What the exercise asks
The forum comments on web accessibility name kinds of presentation that a correctly written HTML page works for. List all of them.

Extract to read
Start of Block

Re:How do blind people access a website? (Score:4, Informative)
The W3C has a whole initiative [w3.org] explaining how blind people access websites and how websites may be designed to facilitate that access.
Oddly when people research how to build a standards-compliant website [w3.org] they hit the HTML, Javascript, Graphics, and A/V standards but stop short of the "Accessibility" standards that explain all of this in great detail.
You don't even need them. (Score:3)
ANY *correctly* written HTML page is presentation agnostic and works for any and all kinds of presentation. Visual, audio, screen reader, parsing bot, you name it.
It's not even hard!
1. Write your document in plain text.
2. Use tags to mark up which bits are what, semantically. (E.g. "This is the title. This is a list." etc.) This also adds structure. Use CSS classes/ids where HTML is lacking, but try to avoid.
3. NOW write your CSS an start thinking about how it should look or sound. (Yes, CSS has audio prope
What a disaster.... (Score:5, Insightful)
There are no legal guidelines for what constitutes an ADA compliant website or online service.

End of Block

Supplied information
Start of Block

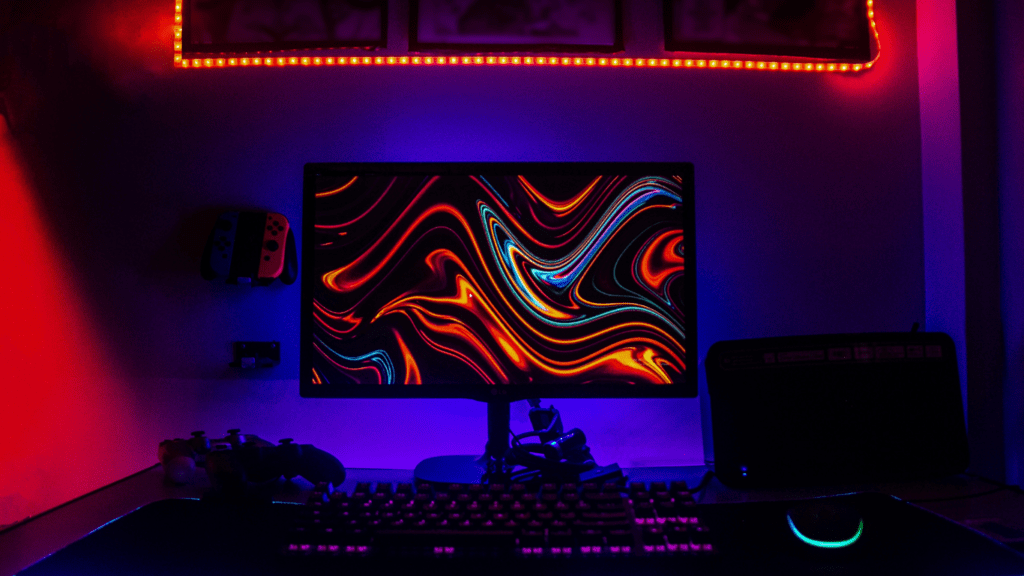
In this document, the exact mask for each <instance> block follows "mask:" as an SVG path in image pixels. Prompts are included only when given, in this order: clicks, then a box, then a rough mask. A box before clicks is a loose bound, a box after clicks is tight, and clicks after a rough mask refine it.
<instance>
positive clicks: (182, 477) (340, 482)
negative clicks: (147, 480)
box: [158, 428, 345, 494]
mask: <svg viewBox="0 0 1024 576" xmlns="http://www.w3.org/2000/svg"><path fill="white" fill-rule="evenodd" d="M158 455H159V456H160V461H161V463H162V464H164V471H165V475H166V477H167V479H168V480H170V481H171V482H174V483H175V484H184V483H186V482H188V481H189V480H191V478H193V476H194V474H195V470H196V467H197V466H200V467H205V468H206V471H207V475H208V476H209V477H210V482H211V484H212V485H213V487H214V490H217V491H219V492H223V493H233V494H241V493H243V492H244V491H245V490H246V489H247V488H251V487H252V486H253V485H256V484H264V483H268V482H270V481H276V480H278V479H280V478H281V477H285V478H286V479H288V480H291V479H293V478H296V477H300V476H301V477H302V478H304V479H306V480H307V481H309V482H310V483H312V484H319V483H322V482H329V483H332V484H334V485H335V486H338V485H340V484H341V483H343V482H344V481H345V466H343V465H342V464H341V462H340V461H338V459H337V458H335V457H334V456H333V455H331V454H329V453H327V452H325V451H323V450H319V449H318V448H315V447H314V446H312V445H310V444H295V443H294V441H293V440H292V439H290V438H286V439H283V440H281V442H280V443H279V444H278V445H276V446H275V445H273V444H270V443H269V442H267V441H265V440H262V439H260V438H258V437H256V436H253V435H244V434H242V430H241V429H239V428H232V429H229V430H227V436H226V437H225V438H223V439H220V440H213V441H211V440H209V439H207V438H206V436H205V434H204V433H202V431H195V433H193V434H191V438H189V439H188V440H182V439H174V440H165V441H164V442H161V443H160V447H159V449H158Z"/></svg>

End of Block

Result
Visual, audio, screen reader, parsing bot